STATED GOAL: Copy out every line in the entries below that contains the word "plate".

DATA LINES:
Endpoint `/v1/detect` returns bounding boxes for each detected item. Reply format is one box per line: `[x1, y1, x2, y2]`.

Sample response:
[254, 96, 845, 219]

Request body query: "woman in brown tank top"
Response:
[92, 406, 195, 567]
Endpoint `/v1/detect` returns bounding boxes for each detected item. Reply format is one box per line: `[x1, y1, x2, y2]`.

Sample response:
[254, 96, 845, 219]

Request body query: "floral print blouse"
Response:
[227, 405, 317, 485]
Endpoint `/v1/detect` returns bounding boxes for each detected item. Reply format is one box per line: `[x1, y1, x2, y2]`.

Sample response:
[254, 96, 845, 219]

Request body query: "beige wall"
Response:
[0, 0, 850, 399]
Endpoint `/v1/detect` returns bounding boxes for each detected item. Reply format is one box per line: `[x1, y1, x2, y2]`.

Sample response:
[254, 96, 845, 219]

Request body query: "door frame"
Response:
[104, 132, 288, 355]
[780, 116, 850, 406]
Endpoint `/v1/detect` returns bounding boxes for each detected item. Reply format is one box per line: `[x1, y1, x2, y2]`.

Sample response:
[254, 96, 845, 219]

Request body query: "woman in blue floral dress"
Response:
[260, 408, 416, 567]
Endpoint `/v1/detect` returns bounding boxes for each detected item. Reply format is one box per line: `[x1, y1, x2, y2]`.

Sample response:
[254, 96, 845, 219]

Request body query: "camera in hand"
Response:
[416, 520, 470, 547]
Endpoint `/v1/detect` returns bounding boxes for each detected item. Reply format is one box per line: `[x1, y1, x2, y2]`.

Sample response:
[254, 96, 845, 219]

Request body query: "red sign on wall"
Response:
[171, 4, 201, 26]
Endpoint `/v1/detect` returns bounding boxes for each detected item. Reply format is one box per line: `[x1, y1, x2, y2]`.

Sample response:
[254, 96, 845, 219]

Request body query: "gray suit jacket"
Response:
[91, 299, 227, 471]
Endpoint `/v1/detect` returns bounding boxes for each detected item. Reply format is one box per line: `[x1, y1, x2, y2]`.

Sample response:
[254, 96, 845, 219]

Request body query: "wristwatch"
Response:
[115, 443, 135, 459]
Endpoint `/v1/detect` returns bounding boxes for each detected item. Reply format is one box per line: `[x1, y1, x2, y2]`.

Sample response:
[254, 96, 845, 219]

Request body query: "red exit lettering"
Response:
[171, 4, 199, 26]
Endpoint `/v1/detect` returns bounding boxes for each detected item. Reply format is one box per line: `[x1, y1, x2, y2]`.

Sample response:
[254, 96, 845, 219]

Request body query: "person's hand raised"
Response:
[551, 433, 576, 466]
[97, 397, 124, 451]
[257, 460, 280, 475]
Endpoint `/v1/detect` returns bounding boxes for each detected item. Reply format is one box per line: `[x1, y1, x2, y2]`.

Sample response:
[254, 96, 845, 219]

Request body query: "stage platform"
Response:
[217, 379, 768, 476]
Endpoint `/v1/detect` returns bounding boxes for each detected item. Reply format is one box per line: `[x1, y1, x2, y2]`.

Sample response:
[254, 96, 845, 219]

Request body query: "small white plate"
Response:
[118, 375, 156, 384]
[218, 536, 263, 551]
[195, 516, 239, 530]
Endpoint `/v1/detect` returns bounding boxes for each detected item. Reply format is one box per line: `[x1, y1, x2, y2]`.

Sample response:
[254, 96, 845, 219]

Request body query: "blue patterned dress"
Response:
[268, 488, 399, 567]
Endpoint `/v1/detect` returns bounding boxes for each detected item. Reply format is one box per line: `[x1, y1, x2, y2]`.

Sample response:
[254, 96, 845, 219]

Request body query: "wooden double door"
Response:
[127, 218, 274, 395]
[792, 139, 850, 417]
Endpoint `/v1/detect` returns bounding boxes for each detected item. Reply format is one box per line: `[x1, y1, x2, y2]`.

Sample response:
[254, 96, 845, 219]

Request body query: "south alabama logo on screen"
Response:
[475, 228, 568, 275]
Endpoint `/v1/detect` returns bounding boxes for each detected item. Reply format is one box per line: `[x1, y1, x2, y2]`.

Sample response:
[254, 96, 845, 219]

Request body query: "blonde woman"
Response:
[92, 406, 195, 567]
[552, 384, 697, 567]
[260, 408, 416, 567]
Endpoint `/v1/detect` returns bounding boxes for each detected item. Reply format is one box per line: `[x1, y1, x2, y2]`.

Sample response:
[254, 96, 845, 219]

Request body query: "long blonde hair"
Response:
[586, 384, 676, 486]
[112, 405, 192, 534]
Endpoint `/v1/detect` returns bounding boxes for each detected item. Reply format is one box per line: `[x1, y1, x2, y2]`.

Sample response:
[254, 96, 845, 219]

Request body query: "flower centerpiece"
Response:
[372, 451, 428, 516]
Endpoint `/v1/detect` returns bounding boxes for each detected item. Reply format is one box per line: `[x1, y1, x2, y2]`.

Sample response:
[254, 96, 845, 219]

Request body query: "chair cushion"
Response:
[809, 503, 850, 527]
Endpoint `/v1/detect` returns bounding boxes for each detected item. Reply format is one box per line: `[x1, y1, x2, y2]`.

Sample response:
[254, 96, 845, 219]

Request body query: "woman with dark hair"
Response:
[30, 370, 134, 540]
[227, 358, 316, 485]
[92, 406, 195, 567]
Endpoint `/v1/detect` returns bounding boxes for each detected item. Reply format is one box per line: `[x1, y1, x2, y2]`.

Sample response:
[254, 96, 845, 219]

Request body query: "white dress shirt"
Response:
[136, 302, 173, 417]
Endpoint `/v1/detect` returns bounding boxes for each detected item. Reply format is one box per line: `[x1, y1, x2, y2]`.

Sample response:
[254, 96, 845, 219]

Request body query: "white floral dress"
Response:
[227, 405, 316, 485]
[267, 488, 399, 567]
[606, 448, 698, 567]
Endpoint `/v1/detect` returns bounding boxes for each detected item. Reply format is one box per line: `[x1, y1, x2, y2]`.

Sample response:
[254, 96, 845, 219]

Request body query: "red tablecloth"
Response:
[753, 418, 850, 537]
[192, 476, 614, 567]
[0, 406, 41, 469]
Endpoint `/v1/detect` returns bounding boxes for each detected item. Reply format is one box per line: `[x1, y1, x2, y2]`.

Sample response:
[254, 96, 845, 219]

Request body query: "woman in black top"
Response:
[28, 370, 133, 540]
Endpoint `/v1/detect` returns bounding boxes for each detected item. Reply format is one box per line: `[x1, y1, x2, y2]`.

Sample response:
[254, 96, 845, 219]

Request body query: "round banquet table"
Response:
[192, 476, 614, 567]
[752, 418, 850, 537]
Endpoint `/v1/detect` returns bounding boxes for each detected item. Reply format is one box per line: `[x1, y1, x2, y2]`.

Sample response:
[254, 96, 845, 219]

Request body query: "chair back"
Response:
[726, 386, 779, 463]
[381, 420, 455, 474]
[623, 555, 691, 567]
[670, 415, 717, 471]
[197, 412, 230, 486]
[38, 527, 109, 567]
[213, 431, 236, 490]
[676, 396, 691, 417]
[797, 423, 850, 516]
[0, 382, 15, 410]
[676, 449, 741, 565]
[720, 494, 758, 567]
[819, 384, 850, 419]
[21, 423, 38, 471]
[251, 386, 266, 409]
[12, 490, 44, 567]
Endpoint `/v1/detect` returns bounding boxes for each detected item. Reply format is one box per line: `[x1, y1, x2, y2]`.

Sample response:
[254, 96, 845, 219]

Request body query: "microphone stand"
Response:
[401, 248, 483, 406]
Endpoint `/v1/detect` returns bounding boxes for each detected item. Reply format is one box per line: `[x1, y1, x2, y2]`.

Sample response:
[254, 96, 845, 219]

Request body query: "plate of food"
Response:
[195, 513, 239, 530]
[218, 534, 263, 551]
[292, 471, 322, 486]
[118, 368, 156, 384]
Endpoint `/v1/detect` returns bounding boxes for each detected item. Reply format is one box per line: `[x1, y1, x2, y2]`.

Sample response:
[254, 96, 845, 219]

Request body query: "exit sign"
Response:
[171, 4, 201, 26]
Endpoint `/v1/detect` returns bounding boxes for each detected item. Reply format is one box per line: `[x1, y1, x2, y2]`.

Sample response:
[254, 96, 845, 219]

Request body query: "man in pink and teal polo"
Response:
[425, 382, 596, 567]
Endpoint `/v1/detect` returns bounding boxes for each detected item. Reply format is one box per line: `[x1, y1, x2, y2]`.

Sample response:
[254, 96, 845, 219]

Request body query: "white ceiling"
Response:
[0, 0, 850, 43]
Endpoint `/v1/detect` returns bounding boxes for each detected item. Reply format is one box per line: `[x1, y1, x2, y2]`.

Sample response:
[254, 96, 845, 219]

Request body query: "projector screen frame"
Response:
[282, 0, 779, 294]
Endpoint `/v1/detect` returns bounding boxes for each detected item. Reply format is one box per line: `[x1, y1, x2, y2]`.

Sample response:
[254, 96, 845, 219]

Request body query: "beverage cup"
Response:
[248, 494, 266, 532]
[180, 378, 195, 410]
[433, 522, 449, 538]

SOLUTION TO THIS PROBLEM:
Request body query: "small white plate"
Request body query: "plate of food"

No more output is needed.